───── SUPPLIED ENTRIES
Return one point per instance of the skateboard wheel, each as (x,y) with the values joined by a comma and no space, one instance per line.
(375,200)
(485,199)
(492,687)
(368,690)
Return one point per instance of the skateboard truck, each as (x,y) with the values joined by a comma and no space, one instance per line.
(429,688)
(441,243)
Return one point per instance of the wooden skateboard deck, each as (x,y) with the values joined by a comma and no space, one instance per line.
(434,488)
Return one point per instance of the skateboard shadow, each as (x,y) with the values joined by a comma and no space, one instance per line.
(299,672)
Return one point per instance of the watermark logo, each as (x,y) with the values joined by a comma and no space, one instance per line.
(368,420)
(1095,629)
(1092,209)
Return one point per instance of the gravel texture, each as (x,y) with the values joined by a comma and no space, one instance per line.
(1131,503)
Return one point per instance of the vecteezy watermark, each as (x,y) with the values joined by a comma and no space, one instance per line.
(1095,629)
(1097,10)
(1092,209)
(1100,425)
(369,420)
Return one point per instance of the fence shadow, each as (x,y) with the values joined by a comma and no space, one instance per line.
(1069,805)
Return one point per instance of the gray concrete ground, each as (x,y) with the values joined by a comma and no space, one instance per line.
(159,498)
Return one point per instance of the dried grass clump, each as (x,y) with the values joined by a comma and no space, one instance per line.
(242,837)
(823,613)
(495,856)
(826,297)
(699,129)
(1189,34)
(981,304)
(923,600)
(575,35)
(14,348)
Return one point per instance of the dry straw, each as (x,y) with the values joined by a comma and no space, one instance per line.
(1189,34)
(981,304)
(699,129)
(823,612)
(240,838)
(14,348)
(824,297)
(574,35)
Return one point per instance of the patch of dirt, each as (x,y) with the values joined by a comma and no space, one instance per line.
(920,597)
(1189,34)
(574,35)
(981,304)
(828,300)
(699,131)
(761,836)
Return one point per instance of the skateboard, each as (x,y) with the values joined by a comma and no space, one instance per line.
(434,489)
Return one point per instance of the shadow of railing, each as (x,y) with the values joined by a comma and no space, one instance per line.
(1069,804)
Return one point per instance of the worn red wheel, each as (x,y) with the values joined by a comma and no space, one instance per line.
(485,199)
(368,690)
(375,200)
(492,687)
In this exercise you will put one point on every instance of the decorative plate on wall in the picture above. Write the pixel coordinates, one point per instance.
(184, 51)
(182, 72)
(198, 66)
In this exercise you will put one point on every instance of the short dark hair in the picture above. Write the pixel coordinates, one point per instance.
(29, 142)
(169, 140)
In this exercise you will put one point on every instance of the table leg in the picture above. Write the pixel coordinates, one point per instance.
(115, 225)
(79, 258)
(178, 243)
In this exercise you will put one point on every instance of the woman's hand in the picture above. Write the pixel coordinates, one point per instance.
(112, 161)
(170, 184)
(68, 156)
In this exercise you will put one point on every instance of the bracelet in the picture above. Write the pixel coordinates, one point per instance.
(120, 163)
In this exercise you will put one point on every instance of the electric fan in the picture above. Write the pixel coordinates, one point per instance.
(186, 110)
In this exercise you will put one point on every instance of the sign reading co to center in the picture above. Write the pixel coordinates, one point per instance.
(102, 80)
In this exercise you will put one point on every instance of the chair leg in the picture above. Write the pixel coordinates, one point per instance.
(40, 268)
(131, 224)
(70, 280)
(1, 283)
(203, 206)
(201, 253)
──────────
» INSTRUCTIONS TO FOLLOW
Return all of the data precisely as it appears.

» ANSWER TO THIS TASK
Return one point per instance of the skateboard wheel, each as (x,y) with the values joined by a comma and no space, one instance per line.
(375,200)
(485,199)
(492,687)
(368,690)
Return one point per instance of the skateboard truck, each as (x,y) with the values joined by a comma and no space, one instance per line.
(429,688)
(441,243)
Return one point per instance of the wooden skateboard deck, each as (x,y) with the values joined by a comma and no space, one instance per line.
(434,488)
Return one point per instance of the skateboard shadow, each as (x,y) with the values joined by a comma and no space, one instance per line.
(299,672)
Return one point per instance of the watermark logo, each as (x,y) with the values joined by a comma and no space, one instance per line.
(368,420)
(1095,629)
(1092,209)
Return one point per instance of the gravel texture, each as (x,y) with the values joined by a comma and no space, one instance per line.
(1131,503)
Return one point per instance of the vecteezy watermark, each as (x,y) with the values joined by a comma and no space, one instance per line.
(1095,629)
(1097,10)
(1092,209)
(1100,425)
(369,420)
Return one point per instance of the fence shadow, each as (x,y) with the values joined by a comma and no space, one instance per line.
(1069,805)
Return one point per instance of the gray concrete ground, each as (x,y) with the values joined by a comma and no space, one instance per line.
(159,498)
Return one point per instance of the dried grass clump, each as (x,y) with the values joined by a comma and no space, one instance per line.
(242,837)
(823,613)
(495,856)
(826,297)
(699,129)
(1189,34)
(981,304)
(923,600)
(575,35)
(14,348)
Return one point per instance of the dry straw, each as (x,y) with the values joined by a comma and no space, one instance per line.
(1189,34)
(981,304)
(699,129)
(823,612)
(240,838)
(14,348)
(824,297)
(574,35)
Return one point per instance of the patch of dirt, each as (x,y) with the values joined by a comma and no space, one instance per line.
(920,597)
(1189,34)
(574,35)
(981,304)
(828,300)
(699,131)
(761,836)
Return one point per instance of the skateboard, each as (x,y) with the values joined by a comma and no space, one instance per line.
(434,489)
Return one point per instance of the shadow of railing, each as (x,y) with the values joined by a comma and no space, one instance per line.
(1069,804)
Return one point per instance of the worn red wheel, each as (x,y) with the values joined by a comma and no space, one instance per line.
(485,199)
(368,690)
(375,200)
(492,687)
In this exercise you will put one point on every instance of the decorative plate on wall in the picture above. Write the pixel coordinates, one point per instance.
(184, 51)
(182, 72)
(198, 66)
In this exercise you will put one point on every instance of the short dark hair in the picture above. Write the pixel coordinates, one point per instance.
(29, 142)
(169, 140)
In this exercise you will put one point on every instance of the table leg in the picture above. Write the pixel coordinates, one point per instance.
(115, 225)
(79, 258)
(178, 243)
In this exercise you will put one point on every instance of the woman's hand in the picture above. Write the pixel coordinates, one point per instance.
(112, 161)
(170, 184)
(68, 156)
In this exercise you will put one point on every instance of the bracelet in the picture above. Write the pixel coordinates, one point per instance.
(120, 163)
In this exercise you will put one point on every instance of the electric fan in the picture above. Write the pixel coordinates, one point per instance.
(186, 110)
In this exercise you will put one point on every instance of the sign reading co to center in the picture above. Write the pixel coordinates, one point per instance.
(102, 80)
In this exercise you will put one point on every instance of the chair leg in the picture above. Write the pixel coordinates, one point per instance.
(40, 268)
(131, 224)
(70, 280)
(1, 283)
(203, 206)
(201, 253)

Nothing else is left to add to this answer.